> **EXERCISE AIM**
Resume the Sakahara interview transcript, writing what comes after its final sentence.

Densho Digital Archive
Densho Visual History Collection
Title: Toru Sakahara - Kiyo Sakahara Interview II
Narrator: Toru Sakahara, Kiyo Sakahara
Interviewer: Dee Goto
Location: Seattle, Washington
Date: February 27, 1998
Densho ID: denshovh-storu_g-02-0033

<Begin Segment 33>

DG: Just for fun, let's tell about that story about going to the national convention.

KS: Oh, you mean, oh. We were, the '62 convention was to be held in Salt Lake City and we were quite excited about going. Toru was the chosen the official delegate from Seattle to go to the convention and we all got in our car, and we had been doing quite a bit of camping in those days and so we had a lot of camping gear and just before we got to Ontario the children...

TS: Oregon.

KS: Oh yeah, it was in Oregon. They were hungry and we were driving through a stretch of country road that had, we hadn't seen a restaurant for miles, so I told Toru let's stop, pull over and I've got some food in the ice chest and we've got our camp stove, why don't I fix a bite to eat, because it'll still be another hour or so before we get to Ontario, you know, until we can get to a restaurant. And so he stopped at the side of the road and it was hot, that was part of it. It was just very hot. It must have been 108 degrees at that time. We had got our camp stove out and fixed the food and we were just getting ready to button the whole thing up and pack up and leave. (Then) in order to close the camp stove, I think the pressure had to be released. And so as soon as the pressure was released, some gas spurted out and it was still so hot that it just...

> **Extracted data entries**
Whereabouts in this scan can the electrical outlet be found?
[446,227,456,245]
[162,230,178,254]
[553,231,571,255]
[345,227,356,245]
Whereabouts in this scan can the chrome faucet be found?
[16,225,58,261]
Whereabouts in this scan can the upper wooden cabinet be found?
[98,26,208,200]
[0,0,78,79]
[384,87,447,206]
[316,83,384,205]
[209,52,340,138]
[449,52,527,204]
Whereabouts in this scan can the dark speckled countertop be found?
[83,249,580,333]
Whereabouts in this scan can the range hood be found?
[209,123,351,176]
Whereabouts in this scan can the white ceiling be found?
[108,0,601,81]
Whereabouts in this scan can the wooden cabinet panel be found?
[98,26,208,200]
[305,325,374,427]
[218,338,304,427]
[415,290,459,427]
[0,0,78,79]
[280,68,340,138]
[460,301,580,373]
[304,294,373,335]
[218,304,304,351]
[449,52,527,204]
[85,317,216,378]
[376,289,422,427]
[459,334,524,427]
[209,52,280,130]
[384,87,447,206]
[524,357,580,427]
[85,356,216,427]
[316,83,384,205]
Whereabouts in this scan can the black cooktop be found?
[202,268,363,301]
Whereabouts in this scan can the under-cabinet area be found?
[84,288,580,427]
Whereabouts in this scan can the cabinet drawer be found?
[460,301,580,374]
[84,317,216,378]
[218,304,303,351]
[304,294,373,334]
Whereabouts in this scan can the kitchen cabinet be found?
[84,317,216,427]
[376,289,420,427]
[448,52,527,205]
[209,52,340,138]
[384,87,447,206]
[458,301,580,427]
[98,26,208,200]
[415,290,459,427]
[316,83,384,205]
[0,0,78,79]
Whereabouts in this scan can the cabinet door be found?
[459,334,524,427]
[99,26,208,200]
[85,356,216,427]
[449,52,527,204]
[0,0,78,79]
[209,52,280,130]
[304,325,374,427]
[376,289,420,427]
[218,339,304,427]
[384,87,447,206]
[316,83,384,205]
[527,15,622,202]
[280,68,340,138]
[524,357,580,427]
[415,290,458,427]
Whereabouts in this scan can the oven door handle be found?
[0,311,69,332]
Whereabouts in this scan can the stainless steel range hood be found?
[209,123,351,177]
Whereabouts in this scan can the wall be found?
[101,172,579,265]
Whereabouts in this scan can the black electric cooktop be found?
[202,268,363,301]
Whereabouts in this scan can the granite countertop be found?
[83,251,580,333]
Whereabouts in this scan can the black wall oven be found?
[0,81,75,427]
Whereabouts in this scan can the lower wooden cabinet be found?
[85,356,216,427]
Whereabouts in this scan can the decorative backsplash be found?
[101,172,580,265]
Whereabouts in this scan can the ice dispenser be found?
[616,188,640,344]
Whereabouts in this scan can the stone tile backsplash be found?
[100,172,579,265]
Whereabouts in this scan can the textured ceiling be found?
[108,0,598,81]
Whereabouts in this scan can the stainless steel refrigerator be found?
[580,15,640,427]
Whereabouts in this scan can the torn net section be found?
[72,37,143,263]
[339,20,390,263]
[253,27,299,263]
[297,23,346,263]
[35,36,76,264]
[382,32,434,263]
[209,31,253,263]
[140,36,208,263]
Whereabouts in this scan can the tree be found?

> **RESULT**
TS: That was a Coleman gas stove.

KS: Yeah, and it just exploded. The whole tank didn't explode, but all the gas fumes burned right in my face and so, I was burned very badly and I know my son who was fifteen years old at that time, he knocked me over and rolled over me to turn the fire off my clothes. And Toru picked up this Coleman stove, he didn't want it to blow up in the back of our car and he threw it off in the sage brush and that burned his hand, because the stove was hot. And he still had to drive. Got me in the car after they put the fire out on me and we went to Ontario and found the hospital. When I got in the hospital and they found I was burned, they called, well, they knew I was Japanese (so) they called a Japanese doctor in Ontario and his name was Dr. Tanaka. He took care of me and gave me a jar of salve and he says, "Don't let anybody put anything else on you. Just put that on there and put clean bandages on and you'll just be fine." And it was hard to believe.

DG: You said that was some kind of home remedy...

KS: It, it was...

DG: That he had put together.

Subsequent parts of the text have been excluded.